**TASK REQUIREMENTS:**
Turn the records below into a Markdown table with the columns "Row" and "Line". Start at the line with "Locate every instance of the shrub", go up to and including the last line of the records, and leave out blank lines.
/---
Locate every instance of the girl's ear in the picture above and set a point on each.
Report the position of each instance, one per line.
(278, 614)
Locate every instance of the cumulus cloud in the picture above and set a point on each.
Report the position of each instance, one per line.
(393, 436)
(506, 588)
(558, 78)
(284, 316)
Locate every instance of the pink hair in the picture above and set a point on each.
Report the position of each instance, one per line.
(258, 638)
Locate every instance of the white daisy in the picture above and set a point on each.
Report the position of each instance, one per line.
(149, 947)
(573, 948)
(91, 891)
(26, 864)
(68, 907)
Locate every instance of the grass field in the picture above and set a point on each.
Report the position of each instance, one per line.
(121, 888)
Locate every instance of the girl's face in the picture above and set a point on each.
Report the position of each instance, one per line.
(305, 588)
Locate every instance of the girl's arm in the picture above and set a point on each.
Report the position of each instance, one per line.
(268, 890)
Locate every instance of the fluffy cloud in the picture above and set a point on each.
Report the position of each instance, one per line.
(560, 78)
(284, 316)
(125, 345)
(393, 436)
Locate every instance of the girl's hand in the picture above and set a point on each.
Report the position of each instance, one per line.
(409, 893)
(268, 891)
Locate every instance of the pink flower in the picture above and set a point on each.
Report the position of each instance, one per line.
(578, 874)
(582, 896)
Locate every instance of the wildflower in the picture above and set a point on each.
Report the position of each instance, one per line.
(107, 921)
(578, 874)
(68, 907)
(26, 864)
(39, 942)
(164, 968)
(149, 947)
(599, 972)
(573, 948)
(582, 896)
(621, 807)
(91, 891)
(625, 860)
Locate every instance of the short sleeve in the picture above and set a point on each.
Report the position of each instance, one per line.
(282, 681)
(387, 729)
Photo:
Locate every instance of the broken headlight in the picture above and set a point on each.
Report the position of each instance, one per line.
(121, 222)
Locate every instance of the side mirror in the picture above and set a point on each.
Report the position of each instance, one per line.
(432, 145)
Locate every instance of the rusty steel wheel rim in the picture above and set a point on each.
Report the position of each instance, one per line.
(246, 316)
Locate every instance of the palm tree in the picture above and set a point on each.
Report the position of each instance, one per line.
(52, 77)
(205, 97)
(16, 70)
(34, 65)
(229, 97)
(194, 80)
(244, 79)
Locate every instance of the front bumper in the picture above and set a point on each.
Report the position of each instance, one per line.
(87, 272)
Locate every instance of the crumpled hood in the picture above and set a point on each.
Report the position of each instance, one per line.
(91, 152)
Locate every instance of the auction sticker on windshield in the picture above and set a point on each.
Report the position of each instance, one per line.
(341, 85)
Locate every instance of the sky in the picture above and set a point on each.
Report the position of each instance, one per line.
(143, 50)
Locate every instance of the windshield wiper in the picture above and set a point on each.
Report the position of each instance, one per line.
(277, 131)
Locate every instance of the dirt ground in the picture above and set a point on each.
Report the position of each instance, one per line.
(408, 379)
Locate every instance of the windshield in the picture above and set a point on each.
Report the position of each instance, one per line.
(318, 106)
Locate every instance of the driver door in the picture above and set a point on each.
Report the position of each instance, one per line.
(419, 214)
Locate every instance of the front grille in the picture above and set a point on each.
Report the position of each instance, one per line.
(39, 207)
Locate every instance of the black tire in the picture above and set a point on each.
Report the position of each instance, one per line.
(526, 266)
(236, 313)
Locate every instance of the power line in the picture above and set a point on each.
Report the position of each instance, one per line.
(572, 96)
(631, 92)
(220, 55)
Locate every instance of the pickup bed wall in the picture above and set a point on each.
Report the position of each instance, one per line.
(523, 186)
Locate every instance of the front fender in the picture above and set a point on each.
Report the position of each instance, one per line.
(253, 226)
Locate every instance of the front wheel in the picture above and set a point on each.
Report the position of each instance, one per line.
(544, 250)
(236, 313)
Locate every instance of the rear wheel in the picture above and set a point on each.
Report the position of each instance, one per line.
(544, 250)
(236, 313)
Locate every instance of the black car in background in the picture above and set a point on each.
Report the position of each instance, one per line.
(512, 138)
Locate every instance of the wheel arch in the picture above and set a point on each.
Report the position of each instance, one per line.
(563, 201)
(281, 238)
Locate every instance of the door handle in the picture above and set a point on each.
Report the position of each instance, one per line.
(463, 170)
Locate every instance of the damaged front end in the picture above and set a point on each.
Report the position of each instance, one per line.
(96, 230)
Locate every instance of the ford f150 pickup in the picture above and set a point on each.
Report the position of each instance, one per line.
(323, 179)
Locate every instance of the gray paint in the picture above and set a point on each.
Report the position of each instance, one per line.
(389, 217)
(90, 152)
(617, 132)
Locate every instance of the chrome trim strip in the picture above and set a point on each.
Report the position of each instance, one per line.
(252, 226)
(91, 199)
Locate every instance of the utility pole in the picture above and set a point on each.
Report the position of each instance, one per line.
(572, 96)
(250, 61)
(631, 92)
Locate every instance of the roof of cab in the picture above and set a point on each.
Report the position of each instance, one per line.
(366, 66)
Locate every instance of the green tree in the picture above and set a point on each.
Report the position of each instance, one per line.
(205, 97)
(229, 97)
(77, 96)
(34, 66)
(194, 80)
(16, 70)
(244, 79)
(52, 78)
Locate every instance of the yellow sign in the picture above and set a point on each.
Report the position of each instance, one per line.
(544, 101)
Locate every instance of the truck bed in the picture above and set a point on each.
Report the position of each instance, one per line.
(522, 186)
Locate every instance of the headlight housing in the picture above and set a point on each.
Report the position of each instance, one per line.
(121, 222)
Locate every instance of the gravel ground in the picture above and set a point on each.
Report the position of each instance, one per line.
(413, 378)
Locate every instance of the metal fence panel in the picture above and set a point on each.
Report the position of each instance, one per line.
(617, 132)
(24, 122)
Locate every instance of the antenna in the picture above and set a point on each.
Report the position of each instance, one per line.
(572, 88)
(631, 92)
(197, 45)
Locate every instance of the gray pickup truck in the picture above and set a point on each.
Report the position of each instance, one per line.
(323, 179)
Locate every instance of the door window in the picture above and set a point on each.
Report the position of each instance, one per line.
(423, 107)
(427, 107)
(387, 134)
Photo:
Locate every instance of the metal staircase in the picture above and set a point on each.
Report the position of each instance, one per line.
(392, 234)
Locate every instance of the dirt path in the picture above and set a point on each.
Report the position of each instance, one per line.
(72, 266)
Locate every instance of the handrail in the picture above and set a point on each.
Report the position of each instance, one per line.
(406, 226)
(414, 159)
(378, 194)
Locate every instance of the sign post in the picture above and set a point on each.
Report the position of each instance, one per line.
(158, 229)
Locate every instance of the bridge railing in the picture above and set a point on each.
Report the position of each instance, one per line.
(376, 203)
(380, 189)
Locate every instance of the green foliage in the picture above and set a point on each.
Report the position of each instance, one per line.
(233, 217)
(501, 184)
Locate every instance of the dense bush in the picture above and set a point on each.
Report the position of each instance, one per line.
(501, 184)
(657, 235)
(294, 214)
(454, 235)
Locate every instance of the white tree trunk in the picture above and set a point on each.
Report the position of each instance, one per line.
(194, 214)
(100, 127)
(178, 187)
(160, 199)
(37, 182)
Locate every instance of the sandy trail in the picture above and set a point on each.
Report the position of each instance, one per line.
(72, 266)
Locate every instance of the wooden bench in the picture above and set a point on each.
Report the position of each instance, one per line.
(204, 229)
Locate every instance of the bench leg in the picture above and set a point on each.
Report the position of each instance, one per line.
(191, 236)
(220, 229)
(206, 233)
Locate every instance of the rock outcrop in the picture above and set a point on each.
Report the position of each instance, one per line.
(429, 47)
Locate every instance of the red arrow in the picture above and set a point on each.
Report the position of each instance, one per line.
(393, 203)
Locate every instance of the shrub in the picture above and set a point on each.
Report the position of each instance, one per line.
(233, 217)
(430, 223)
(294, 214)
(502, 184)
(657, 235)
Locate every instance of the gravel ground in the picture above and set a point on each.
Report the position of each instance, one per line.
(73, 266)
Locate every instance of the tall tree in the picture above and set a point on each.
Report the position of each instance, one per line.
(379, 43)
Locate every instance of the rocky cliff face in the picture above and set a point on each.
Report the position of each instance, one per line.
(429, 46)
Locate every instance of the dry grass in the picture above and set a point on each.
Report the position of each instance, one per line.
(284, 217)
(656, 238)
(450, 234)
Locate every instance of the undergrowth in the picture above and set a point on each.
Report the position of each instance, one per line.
\---
**FULL SOLUTION:**
| Row | Line |
|---|---|
| 1 | Locate every instance of the shrub in the picture above and set a point on each. |
| 2 | Report the position of each instance, one per line. |
| 3 | (233, 217) |
| 4 | (430, 223) |
| 5 | (294, 214) |
| 6 | (502, 184) |
| 7 | (657, 235) |
| 8 | Locate every instance of the gravel ground in the picture above and set a point on each. |
| 9 | Report the position of each instance, one per line. |
| 10 | (73, 266) |
| 11 | Locate every instance of the tall tree in the picture above and set a point on each. |
| 12 | Report the position of each instance, one per line. |
| 13 | (379, 43) |
| 14 | Locate every instance of the rocky cliff face in the picture above and set a point on each. |
| 15 | Report the position of each instance, one per line. |
| 16 | (429, 46) |
| 17 | Locate every instance of the dry grass in the picture above and set a point on each. |
| 18 | Report the position of each instance, one per line. |
| 19 | (284, 217) |
| 20 | (656, 238) |
| 21 | (450, 234) |
| 22 | Locate every instance of the undergrowth in the picture above and set a point on each. |
| 23 | Report the position of each instance, one per line. |